> **What the exercise asks**: Copy out all the rows below, substituting "image" for every "photo" and leaving everything else as it is. Leave the pictures out.

> **Dataset excerpts**:
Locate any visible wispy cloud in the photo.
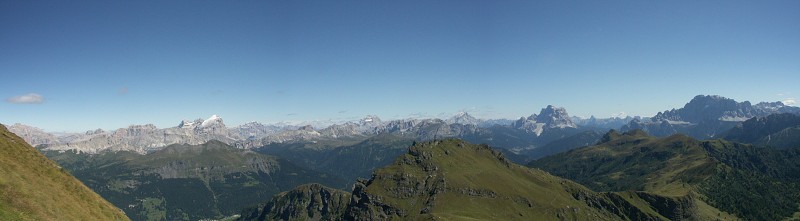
[6,93,44,104]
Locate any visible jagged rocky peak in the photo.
[447,111,480,125]
[358,115,383,126]
[84,128,106,135]
[200,114,225,127]
[178,120,197,128]
[297,124,314,131]
[535,105,577,128]
[653,95,800,123]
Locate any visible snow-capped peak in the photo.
[200,114,222,127]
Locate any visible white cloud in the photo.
[6,93,44,104]
[783,98,797,106]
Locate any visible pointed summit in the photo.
[447,111,480,125]
[536,105,577,128]
[200,114,225,127]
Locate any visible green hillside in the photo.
[239,183,350,220]
[240,139,718,220]
[45,141,345,220]
[0,125,128,220]
[529,130,800,220]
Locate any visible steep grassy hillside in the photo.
[529,130,800,220]
[256,134,413,185]
[240,139,696,220]
[46,141,345,220]
[240,184,350,220]
[0,125,128,220]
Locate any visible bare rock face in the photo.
[8,123,60,147]
[21,115,241,154]
[621,95,800,139]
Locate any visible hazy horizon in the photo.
[0,1,800,132]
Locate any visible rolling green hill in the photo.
[239,184,350,220]
[240,139,724,220]
[529,130,800,220]
[256,134,413,185]
[45,141,345,220]
[0,125,128,220]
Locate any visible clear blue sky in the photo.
[0,0,800,131]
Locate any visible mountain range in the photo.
[529,130,800,220]
[0,125,129,220]
[6,96,800,220]
[620,95,800,139]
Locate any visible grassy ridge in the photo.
[0,125,128,220]
[529,131,800,220]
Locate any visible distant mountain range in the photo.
[0,125,129,220]
[43,140,347,220]
[9,106,592,154]
[9,95,800,160]
[529,130,800,220]
[239,139,716,220]
[621,95,800,139]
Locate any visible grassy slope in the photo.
[0,126,128,220]
[45,141,345,220]
[366,140,657,220]
[529,131,784,220]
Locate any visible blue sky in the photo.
[0,1,800,131]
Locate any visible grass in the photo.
[356,140,648,220]
[0,126,128,220]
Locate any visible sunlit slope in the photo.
[0,125,128,220]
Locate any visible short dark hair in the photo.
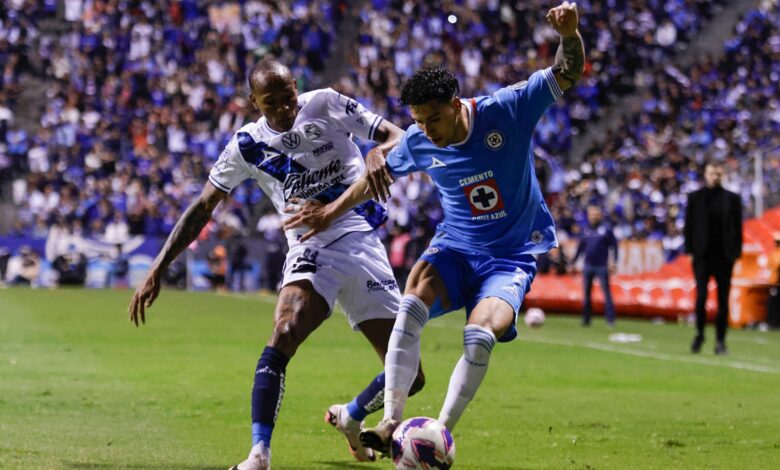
[401,67,460,106]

> **Output below**:
Locate any visible wispy cloud in the image.
[6,93,44,104]
Locate any visible jagged rocky peak in the image.
[447,111,480,125]
[358,115,383,126]
[84,128,106,135]
[200,114,225,127]
[178,120,197,128]
[297,124,314,131]
[535,105,577,128]
[653,95,800,123]
Locate any visible snow-capped peak in the image.
[200,114,222,127]
Locate any visible white cloud in the image.
[6,93,44,104]
[783,98,797,106]
Locate any visible pointed summit in the image.
[447,111,480,125]
[536,105,577,128]
[200,114,225,127]
Locate any visible green hillside in the image.
[239,183,350,220]
[240,139,718,220]
[45,141,345,220]
[0,125,128,220]
[529,130,800,220]
Locate any visible steep grassy hillside in the image.
[529,130,800,220]
[256,134,413,185]
[240,139,696,220]
[46,141,345,220]
[240,184,350,220]
[0,125,128,220]
Locate any visible bare rock face in the image.
[8,123,60,147]
[21,115,241,154]
[621,95,800,139]
Locate any visible hazy horizon in the image.
[0,1,800,132]
Locate any visible rolling green hill in the image.
[239,184,350,220]
[240,139,724,220]
[529,130,800,220]
[256,134,413,185]
[45,141,345,220]
[0,125,128,220]
Locate any visible clear blue sky in the image.
[0,0,800,131]
Locate any visible mountain range in the image.
[529,130,800,220]
[0,125,129,220]
[6,96,800,220]
[620,95,800,139]
Locate any visible grassy ridge in the image.
[0,125,128,220]
[529,131,800,220]
Locate any visible distant mountain range in the image.
[0,125,129,220]
[43,140,347,220]
[9,106,592,154]
[9,95,800,160]
[529,130,800,220]
[239,139,716,220]
[621,95,800,139]
Locate any visible grassy slope in the image.
[0,126,128,220]
[45,141,345,220]
[366,140,657,220]
[529,131,784,220]
Locate any visible blue sky in the image.
[0,1,800,131]
Locate any visible grass in the image.
[356,140,648,220]
[0,126,128,220]
Locate any visible sunlit slope in the image.
[0,125,128,220]
Locate any visible short dark hair in the image.
[401,67,460,106]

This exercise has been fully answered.